Please copy out the listing below word for word, starting at the line that contains "the silver suv" and continuing through the end of the listing, with both ends included. Leave out any pictures.

────

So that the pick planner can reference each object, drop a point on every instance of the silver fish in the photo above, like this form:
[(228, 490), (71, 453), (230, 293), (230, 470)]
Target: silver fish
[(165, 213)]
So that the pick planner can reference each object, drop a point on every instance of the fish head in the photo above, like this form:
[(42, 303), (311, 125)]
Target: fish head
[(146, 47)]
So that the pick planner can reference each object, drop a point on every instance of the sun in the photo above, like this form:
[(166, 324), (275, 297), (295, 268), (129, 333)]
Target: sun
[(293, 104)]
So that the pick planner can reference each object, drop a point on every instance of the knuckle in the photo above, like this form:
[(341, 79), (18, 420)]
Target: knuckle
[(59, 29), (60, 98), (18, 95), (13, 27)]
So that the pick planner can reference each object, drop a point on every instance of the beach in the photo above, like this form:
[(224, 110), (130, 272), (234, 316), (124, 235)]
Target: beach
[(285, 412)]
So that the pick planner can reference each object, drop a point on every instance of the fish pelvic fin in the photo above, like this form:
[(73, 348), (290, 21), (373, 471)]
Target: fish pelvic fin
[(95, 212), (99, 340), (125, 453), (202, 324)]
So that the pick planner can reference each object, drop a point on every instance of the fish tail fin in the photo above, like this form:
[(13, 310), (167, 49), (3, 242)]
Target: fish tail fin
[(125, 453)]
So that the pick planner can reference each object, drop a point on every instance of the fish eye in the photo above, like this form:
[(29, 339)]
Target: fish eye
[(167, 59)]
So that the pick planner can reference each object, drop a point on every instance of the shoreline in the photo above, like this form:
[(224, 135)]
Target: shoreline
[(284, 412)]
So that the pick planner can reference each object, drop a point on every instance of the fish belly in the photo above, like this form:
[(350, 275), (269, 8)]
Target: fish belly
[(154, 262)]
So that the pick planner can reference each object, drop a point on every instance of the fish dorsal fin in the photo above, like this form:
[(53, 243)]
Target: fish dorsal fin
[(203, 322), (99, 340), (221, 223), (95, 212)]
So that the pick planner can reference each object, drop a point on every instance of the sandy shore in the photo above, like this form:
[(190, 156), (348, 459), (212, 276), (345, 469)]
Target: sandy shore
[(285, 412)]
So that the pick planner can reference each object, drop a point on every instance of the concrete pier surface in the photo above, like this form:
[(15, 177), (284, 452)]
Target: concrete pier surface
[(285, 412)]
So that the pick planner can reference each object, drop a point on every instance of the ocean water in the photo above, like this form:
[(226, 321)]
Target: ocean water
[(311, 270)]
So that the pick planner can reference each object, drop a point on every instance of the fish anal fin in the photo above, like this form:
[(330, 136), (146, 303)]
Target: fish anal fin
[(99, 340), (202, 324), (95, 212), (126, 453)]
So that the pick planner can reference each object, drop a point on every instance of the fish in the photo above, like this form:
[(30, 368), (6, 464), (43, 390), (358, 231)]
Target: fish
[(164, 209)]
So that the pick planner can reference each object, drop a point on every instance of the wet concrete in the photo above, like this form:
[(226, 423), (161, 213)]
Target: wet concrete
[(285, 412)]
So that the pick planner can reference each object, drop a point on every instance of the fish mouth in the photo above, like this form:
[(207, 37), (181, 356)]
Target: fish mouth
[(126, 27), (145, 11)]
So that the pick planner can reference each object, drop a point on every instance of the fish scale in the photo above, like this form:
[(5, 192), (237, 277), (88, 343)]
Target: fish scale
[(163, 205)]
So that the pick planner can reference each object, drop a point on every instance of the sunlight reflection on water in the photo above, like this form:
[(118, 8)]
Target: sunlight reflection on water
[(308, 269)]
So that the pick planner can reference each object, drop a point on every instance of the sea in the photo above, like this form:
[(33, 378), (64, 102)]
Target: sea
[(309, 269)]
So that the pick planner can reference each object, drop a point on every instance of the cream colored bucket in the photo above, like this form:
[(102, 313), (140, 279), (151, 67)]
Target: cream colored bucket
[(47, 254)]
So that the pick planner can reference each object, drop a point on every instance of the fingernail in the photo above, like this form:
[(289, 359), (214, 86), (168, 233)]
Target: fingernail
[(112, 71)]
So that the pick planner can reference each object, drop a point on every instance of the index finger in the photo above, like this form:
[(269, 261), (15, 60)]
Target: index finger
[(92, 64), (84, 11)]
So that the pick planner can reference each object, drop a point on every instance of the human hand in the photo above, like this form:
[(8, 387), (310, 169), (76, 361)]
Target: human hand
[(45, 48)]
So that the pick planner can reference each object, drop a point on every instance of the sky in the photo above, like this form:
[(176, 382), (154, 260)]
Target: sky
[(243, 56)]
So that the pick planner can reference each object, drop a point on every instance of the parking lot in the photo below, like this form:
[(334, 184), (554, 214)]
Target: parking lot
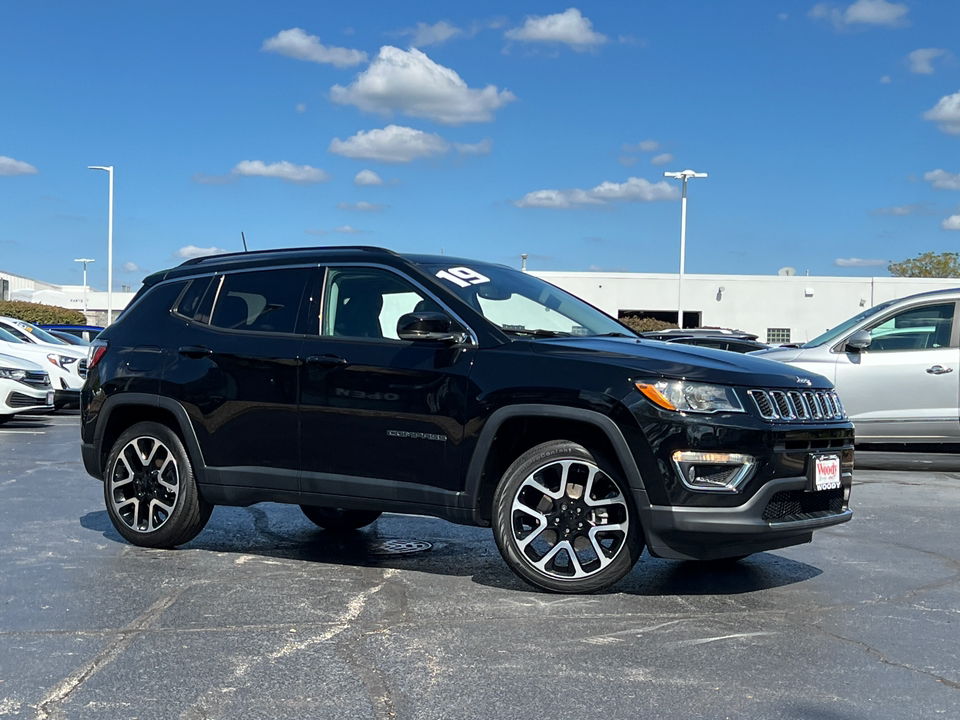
[(263, 615)]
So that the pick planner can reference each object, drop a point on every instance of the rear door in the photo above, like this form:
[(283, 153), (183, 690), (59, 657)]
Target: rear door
[(906, 386)]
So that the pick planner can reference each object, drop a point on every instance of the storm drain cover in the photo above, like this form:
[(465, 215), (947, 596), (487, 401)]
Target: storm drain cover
[(399, 547)]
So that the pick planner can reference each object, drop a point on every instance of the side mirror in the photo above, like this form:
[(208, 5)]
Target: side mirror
[(858, 342), (430, 326)]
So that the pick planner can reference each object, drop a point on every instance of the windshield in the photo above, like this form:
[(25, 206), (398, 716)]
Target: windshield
[(521, 304), (834, 334), (9, 337)]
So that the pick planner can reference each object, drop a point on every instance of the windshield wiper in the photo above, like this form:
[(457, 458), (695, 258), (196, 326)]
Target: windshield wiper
[(535, 332)]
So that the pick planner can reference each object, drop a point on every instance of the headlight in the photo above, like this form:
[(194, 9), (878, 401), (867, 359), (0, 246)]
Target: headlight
[(683, 396), (12, 374)]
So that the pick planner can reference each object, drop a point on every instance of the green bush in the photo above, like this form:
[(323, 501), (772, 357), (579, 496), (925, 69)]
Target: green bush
[(41, 314), (639, 324)]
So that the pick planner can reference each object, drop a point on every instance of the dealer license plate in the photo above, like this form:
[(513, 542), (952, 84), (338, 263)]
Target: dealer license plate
[(826, 472)]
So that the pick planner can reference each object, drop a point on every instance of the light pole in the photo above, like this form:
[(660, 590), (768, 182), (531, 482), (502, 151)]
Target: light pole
[(109, 170), (85, 261), (683, 175)]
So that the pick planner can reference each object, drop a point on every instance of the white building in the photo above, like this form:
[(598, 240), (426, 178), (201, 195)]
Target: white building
[(776, 308)]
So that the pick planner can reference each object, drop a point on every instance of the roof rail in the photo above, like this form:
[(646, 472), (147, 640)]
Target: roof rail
[(221, 256)]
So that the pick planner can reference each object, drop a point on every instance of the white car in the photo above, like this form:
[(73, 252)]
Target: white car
[(24, 385), (66, 364)]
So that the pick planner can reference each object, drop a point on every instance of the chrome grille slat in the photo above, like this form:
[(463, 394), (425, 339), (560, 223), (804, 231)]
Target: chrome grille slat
[(796, 405)]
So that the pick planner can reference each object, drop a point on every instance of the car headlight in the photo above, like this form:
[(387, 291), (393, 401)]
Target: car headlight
[(11, 374), (684, 396)]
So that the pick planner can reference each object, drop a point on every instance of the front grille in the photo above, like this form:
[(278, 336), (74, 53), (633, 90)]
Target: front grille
[(793, 505), (20, 400), (798, 405), (37, 379)]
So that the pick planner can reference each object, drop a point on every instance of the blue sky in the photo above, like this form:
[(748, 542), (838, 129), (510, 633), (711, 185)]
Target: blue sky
[(830, 132)]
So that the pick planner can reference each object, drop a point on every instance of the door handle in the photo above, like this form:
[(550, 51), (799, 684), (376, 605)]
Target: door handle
[(326, 361), (195, 351)]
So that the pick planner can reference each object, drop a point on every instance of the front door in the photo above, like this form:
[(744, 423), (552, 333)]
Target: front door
[(380, 416), (906, 386)]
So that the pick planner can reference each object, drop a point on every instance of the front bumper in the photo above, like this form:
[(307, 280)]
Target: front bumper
[(783, 512)]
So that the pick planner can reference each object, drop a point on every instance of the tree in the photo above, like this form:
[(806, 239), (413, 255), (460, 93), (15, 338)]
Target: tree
[(928, 265)]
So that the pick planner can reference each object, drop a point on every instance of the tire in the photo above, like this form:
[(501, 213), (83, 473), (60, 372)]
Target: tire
[(149, 488), (339, 518), (564, 520)]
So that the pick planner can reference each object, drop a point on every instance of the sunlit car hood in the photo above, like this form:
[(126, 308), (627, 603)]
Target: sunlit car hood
[(671, 360)]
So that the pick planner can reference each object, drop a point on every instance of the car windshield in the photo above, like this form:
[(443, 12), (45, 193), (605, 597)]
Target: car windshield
[(834, 333), (9, 337), (524, 305)]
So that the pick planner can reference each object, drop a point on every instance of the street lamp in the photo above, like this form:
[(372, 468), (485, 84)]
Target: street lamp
[(683, 175), (109, 170), (85, 261)]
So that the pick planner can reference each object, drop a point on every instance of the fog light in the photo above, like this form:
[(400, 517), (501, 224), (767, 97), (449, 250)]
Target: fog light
[(713, 472)]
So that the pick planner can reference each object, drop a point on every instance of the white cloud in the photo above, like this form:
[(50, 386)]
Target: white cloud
[(392, 144), (410, 83), (642, 146), (9, 166), (947, 113), (943, 180), (921, 61), (367, 177), (863, 12), (297, 44), (435, 34), (284, 170), (633, 190), (484, 147), (192, 251), (569, 27), (858, 262), (361, 206)]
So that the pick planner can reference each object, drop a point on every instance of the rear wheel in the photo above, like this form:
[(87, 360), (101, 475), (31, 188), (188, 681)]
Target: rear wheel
[(564, 521), (149, 488), (339, 518)]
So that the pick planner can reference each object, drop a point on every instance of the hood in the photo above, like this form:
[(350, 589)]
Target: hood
[(14, 363), (656, 359)]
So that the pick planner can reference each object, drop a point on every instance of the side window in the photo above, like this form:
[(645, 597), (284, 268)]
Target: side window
[(260, 301), (918, 328), (368, 302), (191, 298)]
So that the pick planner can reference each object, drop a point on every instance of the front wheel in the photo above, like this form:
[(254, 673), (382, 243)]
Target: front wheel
[(149, 488), (339, 518), (564, 521)]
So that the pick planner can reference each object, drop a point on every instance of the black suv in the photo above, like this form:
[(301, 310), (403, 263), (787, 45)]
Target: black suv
[(353, 381)]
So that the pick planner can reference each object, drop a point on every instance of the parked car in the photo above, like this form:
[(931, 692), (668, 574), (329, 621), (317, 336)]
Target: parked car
[(66, 364), (84, 332), (353, 381), (896, 366), (718, 338), (23, 386)]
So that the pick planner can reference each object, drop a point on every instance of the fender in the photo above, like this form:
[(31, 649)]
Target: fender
[(589, 417), (153, 401)]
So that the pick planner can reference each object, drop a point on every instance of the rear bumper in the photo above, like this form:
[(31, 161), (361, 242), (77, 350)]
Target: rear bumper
[(707, 533)]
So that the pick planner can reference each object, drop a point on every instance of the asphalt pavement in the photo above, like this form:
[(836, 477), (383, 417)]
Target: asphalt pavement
[(264, 615)]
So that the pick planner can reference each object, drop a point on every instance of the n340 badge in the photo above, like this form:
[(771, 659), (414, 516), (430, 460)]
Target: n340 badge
[(826, 472)]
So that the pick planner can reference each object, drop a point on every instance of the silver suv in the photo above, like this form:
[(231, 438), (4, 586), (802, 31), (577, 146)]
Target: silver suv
[(896, 368)]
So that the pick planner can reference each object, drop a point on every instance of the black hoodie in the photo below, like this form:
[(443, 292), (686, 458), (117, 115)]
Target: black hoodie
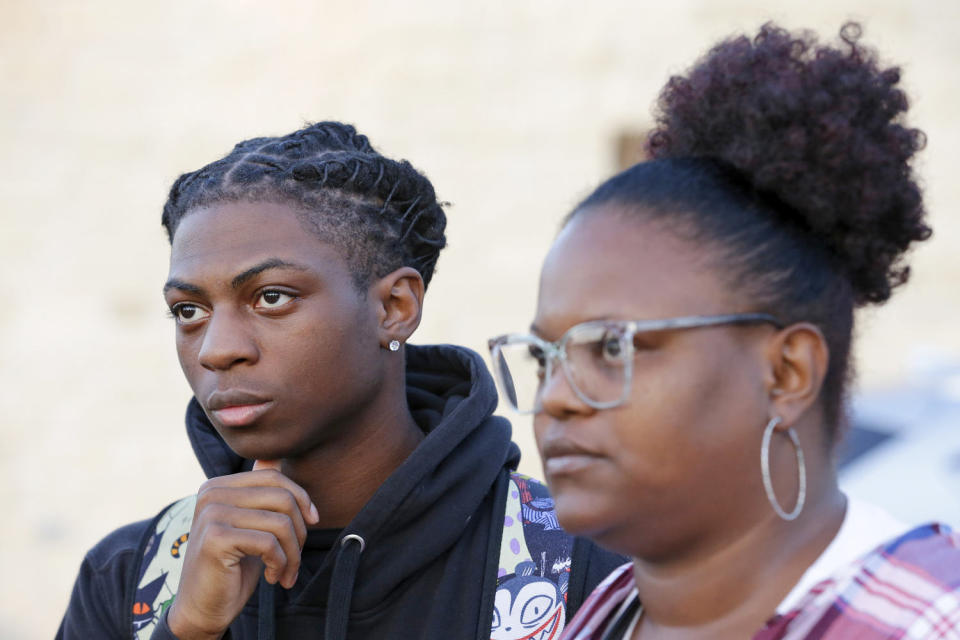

────

Exercise result
So that the pick planner can reference each object, drop a point on every instance of the silver suv in the photo above, like this form:
[(231, 438), (4, 586), (802, 31), (577, 146)]
Target: silver suv
[(896, 368)]
So that the pick planner can reference each object, drop a point on every instance of the black hoodie in the photo below, like this form:
[(443, 292), (686, 458), (117, 115)]
Target: black hoodie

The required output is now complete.